═════ DATA SUPPLIED
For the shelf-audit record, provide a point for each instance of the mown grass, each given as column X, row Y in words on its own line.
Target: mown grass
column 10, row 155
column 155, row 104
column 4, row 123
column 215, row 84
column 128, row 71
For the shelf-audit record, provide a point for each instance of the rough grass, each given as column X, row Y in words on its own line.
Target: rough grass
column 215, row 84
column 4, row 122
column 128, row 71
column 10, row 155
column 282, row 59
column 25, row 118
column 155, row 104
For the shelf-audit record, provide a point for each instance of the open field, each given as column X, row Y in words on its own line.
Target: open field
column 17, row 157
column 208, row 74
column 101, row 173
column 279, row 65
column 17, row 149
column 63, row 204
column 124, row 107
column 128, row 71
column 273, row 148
══════════
WHAT YOU ARE ASKED TO DO:
Print all the records above again, line for line, without changing a single character.

CORRECT ANSWER:
For the shelf-audit record, provide a point for each instance of the mown grass, each given as column X, row Y in words on its own line.
Target: mown grass
column 10, row 155
column 155, row 104
column 4, row 123
column 215, row 84
column 128, row 71
For the shelf-audit record, provide a point for each instance of the rough grass, each given as column X, row Y in words on its own line.
Target: rough grass
column 215, row 84
column 4, row 122
column 128, row 71
column 10, row 155
column 282, row 59
column 25, row 118
column 155, row 104
For the shelf-audit record, provide a point for each instance of the open field, each given as column X, row Y in words on its own line.
Target: open field
column 17, row 157
column 208, row 74
column 101, row 173
column 279, row 65
column 17, row 149
column 63, row 204
column 124, row 107
column 128, row 71
column 273, row 148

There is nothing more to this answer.